• [TASK DIRECTIONS]: Pull out each line of the records that contains the string "shrub". Matching is case-sensitive.

[start]

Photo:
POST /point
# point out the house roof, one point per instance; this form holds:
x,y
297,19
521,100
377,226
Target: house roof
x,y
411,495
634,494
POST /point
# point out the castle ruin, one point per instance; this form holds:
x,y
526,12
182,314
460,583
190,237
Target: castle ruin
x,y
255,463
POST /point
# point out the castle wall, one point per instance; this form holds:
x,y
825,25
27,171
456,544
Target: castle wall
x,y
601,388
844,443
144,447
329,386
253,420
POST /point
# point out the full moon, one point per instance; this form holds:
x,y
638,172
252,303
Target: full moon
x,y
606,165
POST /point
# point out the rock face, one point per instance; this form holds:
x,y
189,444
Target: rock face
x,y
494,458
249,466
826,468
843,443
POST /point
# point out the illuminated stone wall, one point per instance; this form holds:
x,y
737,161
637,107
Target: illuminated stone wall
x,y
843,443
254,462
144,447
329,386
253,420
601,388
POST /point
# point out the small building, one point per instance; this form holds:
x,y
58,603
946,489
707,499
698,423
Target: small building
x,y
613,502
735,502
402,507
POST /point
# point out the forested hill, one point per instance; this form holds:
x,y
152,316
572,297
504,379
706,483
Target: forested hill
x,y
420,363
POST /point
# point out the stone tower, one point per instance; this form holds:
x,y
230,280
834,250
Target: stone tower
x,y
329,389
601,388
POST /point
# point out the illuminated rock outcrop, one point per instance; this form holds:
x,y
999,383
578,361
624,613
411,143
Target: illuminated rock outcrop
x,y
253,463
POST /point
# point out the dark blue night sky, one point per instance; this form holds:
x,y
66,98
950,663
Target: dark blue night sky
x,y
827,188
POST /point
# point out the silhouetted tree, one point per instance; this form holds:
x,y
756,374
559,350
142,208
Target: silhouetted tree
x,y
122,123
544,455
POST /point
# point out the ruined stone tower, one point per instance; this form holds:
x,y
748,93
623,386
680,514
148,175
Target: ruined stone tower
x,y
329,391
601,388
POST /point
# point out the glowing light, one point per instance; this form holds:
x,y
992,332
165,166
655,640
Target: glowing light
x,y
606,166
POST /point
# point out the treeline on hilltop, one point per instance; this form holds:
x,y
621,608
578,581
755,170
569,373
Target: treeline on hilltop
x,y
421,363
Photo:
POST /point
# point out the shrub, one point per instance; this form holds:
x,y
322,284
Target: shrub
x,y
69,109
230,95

[end]

• [FULL ANSWER]:
# point out the shrub, one point per instance; this form holds:
Target: shrub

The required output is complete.